==== Text passage

[Wien] .machines problem

John Rundgren jru at kth.se
Tue Oct 4 11:21:36 CEST 2016


Peter and Gavin,
Many thanks for your comments: I realize that a local net is too slow 
for two computers to make up an efficient cluster; I shall study 
multi-threading by testing on various codes and different compilers.
Regards,
John


On 10/01/2016 08:21 PM, Gavin Abo wrote:
> Maybe ping homer and odysvs.  For example, in a terminal:
>
> ping homer
> ping odysvs
>
> In the output, you will probably see something like:
>
> PING homer (xxx.x.x.x)
>
> The ip address xxx.x.x.x of homer and odysvs should be different. If 
> they are both resolving the localhost (127.0.1.1) ip address like you 
> thought they are, then maybe there is a problem with the configuration 
> of the hosts file [ https://en.wikipedia.org/wiki/Hosts_(file) ].

========
==== Listing

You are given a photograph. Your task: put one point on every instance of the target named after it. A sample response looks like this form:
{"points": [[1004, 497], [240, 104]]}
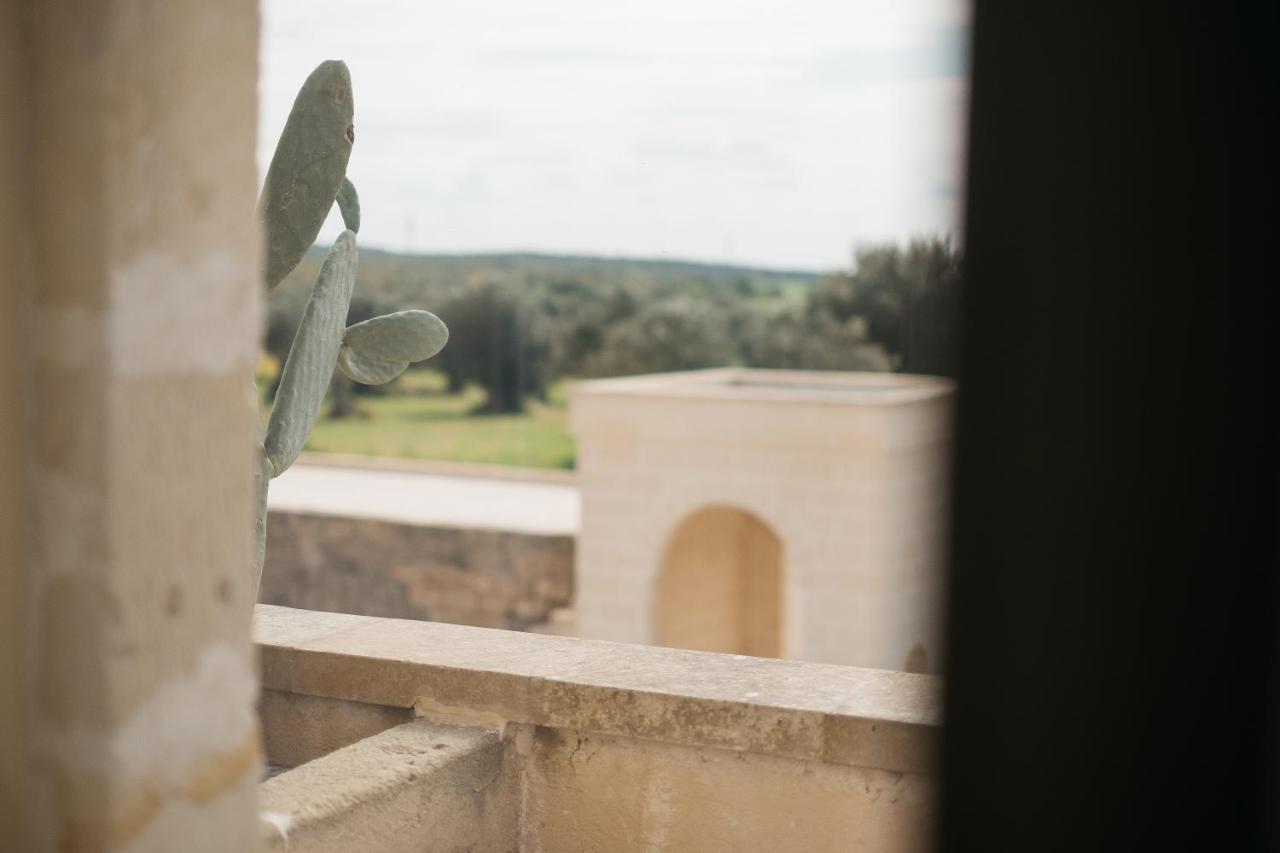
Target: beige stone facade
{"points": [[545, 744], [131, 305], [764, 512]]}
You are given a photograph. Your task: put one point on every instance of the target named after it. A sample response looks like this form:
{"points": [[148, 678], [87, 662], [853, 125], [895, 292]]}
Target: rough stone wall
{"points": [[592, 792], [370, 568], [131, 150]]}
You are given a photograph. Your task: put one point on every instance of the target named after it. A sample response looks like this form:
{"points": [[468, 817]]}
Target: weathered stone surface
{"points": [[417, 788], [366, 566], [131, 323], [586, 746], [874, 719], [592, 792]]}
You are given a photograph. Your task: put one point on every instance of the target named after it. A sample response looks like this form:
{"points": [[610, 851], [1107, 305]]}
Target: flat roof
{"points": [[781, 386]]}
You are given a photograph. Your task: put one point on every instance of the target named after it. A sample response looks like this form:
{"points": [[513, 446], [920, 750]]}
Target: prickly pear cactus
{"points": [[307, 176]]}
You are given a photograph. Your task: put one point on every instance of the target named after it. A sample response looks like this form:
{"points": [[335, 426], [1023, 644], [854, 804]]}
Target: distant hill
{"points": [[394, 278]]}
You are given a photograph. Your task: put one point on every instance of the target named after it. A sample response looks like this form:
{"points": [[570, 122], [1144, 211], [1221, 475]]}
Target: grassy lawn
{"points": [[416, 419]]}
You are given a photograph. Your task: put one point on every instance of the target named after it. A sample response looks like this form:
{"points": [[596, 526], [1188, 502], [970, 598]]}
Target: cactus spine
{"points": [[307, 176]]}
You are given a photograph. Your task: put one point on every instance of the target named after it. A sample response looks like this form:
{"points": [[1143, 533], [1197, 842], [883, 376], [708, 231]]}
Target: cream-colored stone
{"points": [[597, 793], [127, 158], [416, 788], [845, 471], [298, 728], [603, 747], [812, 711]]}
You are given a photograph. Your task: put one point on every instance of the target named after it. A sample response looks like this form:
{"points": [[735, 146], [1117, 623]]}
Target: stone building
{"points": [[781, 514]]}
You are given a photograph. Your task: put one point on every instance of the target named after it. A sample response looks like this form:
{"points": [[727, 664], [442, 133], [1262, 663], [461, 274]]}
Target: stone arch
{"points": [[720, 587]]}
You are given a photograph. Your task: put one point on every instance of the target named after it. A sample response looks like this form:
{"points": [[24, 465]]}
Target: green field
{"points": [[416, 419]]}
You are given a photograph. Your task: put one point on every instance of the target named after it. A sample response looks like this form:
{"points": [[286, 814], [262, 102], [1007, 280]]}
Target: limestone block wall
{"points": [[543, 744], [846, 471], [448, 574], [129, 308]]}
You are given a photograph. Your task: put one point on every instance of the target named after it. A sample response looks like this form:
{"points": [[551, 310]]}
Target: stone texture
{"points": [[590, 792], [131, 146], [417, 788], [848, 471], [461, 575], [597, 747], [298, 728], [464, 675]]}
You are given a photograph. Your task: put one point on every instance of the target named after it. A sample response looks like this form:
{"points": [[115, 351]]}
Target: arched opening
{"points": [[720, 588]]}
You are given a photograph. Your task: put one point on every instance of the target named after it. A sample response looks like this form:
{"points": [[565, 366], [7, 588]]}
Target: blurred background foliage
{"points": [[521, 325]]}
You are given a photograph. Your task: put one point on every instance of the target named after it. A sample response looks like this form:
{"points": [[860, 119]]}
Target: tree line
{"points": [[520, 322]]}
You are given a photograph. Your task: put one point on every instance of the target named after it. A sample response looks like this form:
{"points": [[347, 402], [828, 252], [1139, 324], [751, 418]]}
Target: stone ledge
{"points": [[481, 676], [416, 787]]}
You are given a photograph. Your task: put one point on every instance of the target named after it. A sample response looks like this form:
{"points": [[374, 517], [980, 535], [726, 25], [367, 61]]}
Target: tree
{"points": [[672, 334], [497, 342], [908, 299]]}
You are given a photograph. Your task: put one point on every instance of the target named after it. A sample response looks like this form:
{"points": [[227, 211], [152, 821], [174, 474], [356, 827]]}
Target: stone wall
{"points": [[539, 744], [129, 334], [373, 568], [846, 470]]}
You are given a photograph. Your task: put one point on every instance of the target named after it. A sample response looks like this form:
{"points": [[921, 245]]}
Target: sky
{"points": [[775, 133]]}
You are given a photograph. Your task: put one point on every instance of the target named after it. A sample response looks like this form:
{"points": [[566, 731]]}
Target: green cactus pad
{"points": [[307, 169], [348, 205], [311, 359], [379, 350]]}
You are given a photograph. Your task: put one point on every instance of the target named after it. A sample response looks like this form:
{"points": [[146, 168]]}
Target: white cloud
{"points": [[775, 132]]}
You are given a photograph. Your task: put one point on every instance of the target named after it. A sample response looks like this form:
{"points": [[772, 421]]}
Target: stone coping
{"points": [[455, 674], [748, 384]]}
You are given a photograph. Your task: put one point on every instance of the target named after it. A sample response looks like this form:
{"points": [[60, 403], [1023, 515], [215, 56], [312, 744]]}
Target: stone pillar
{"points": [[129, 309]]}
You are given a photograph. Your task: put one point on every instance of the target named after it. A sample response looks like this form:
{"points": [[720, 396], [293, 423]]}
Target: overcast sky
{"points": [[777, 133]]}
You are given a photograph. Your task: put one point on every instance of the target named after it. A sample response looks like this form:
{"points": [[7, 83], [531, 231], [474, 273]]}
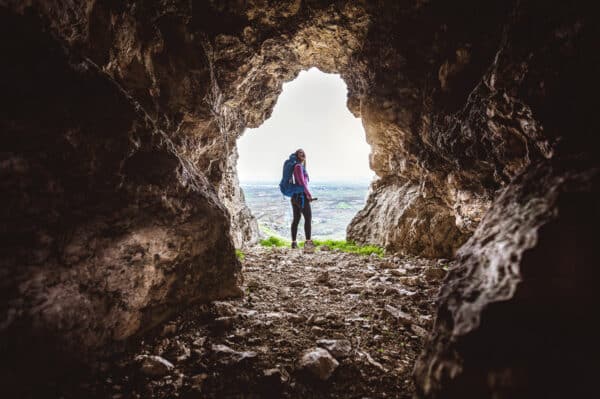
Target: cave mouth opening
{"points": [[311, 114]]}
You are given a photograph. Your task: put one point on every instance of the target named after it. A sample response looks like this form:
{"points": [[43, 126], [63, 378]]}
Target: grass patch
{"points": [[266, 230], [273, 241], [240, 255], [341, 245], [348, 246]]}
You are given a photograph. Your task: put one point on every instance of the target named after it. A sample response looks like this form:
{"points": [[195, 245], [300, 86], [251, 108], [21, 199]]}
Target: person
{"points": [[301, 201]]}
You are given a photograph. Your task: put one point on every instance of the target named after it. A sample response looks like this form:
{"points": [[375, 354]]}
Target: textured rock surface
{"points": [[119, 124], [107, 227], [516, 315]]}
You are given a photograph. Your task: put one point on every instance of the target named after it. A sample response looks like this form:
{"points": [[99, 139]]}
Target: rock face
{"points": [[119, 125], [108, 228], [517, 317]]}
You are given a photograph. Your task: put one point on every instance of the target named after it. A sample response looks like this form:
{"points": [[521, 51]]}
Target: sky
{"points": [[311, 114]]}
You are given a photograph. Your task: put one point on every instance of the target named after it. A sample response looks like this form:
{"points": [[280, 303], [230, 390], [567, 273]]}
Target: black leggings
{"points": [[307, 213]]}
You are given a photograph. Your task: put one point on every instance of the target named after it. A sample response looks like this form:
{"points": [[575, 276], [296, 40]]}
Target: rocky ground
{"points": [[310, 325]]}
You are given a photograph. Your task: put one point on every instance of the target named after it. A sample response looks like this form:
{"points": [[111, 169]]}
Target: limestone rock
{"points": [[155, 366], [339, 348], [318, 362], [514, 276]]}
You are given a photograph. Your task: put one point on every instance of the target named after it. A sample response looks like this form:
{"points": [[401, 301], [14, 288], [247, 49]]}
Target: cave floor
{"points": [[374, 311]]}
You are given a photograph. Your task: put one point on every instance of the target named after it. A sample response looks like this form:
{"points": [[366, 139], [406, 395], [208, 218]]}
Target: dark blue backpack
{"points": [[287, 185]]}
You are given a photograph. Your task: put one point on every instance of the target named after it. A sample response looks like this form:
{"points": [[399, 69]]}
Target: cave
{"points": [[121, 207]]}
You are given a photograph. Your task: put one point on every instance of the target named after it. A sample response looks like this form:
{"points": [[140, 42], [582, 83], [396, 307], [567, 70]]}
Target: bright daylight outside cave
{"points": [[141, 259]]}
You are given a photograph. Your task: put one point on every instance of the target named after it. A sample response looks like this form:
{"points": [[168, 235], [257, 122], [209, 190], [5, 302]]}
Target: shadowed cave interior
{"points": [[121, 208]]}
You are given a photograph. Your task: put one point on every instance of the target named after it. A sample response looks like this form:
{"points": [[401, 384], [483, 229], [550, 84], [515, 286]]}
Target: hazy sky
{"points": [[311, 114]]}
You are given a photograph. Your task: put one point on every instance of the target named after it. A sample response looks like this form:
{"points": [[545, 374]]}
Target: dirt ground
{"points": [[370, 314]]}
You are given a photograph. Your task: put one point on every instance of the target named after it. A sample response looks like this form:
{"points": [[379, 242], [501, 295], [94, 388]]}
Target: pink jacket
{"points": [[301, 178]]}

========

§ **Work to do**
**1)** Answer the following questions using the mailing-list message about the .machines problem.
(a) What does John say he will study?
(b) Which two host names does Gavin suggest pinging?
(c) Which localhost IP address is mentioned?
**2)** List every person named in the mailing-list message about the .machines problem.
**3)** Continue the mailing-list message about the .machines problem from the point at which it ends.

§ **Task-by-task results**
**1)**
(a) Multi-threading, by testing on various codes and different compilers.
(b) homer and odysvs.
(c) 127.0.1.1

**2)** John Rundgren, Peter, Gavin Abo

**3)**
>
> For the test you mentioned below, are you using a Gigabit Ethernet 
> network [ 
> http://www.mail-archive.com/wien@zeus.theochem.tuwien.ac.at/msg13632.html 
> , 
> http://www.mail-archive.com/wien@zeus.theochem.tuwien.ac.at/msg09334.html 
> , 
> https://en.wikipedia.org/wiki/List_of_device_bit_rates#Local_area_networks 
> ], OMP_NUM_THREADS=1 [ 
> http://www.mail-archive.com/wien@zeus.theochem.tuwien.ac.at/msg00992.html 
> ], and hyperthreading turned OFF [ 
> http://www.mail-archive.com/wien@zeus.theochem.tuwien.ac.at/msg05474.html 
> ]?
>
> On 10/1/2016 7:19 AM, John Rundgren wrote:
>> On 09/30/2016 09:44 AM, Peter Blaha wrote:
>>> Parallelization has always its limits and you need to do it 
>>> "sensible". In general it is NOT true, that more cores always mean 
>>> faster execution, but it could even slow down the calculations 
>>> dramatically.
>>>
>>> a) Hardware: You say your computers have "8 threads". Do you mean 
>>> they have really 8 cores (like some Xeons), or are these 4 core 
>>> machines with hyperthreading. In the latter case 8 parallel jobs are 
>>> useless, as hyperthreading provides only a logical core, but not a 
>>> "real" one.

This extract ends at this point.